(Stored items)
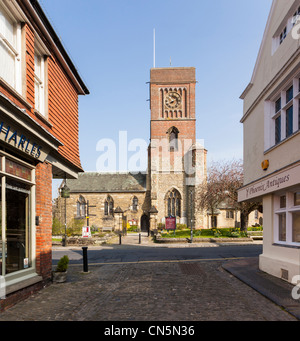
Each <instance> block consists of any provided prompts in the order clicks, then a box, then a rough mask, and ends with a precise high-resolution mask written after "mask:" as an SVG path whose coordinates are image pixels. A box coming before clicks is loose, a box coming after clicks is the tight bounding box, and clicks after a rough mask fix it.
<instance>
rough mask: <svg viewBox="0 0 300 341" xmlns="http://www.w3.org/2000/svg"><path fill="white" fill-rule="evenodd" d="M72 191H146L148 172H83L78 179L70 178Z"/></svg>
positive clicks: (67, 182)
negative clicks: (132, 172) (118, 172)
mask: <svg viewBox="0 0 300 341" xmlns="http://www.w3.org/2000/svg"><path fill="white" fill-rule="evenodd" d="M67 186H68V187H69V188H70V192H71V193H114V192H115V193H117V192H145V191H146V174H142V173H138V174H133V173H96V172H95V173H94V172H91V173H89V172H88V173H82V174H79V176H78V179H75V180H73V179H71V180H70V179H68V180H67Z"/></svg>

* _Your goal_
Copy the data precisely. Skip every picture.

* _Reply to the task_
Each <instance> block consists of any provided prompts in the order clicks, then a box, then a rough mask, and ends with a precise high-resolution mask written after "mask:" as an SVG path whose coordinates are image pixels. A box coming before clicks is loose, a box coming after clicks is the tight bounding box, and clicks after a rough mask fix it.
<instance>
rough mask: <svg viewBox="0 0 300 341" xmlns="http://www.w3.org/2000/svg"><path fill="white" fill-rule="evenodd" d="M72 191H146L148 172H83L78 179L70 178Z"/></svg>
positive clicks: (67, 182)
negative clicks: (132, 172) (118, 172)
mask: <svg viewBox="0 0 300 341" xmlns="http://www.w3.org/2000/svg"><path fill="white" fill-rule="evenodd" d="M67 186H68V187H69V188H70V192H71V193H114V192H115V193H117V192H145V191H146V174H142V173H138V174H133V173H96V172H95V173H94V172H91V173H89V172H88V173H82V174H79V176H78V179H75V180H73V179H71V180H70V179H68V180H67Z"/></svg>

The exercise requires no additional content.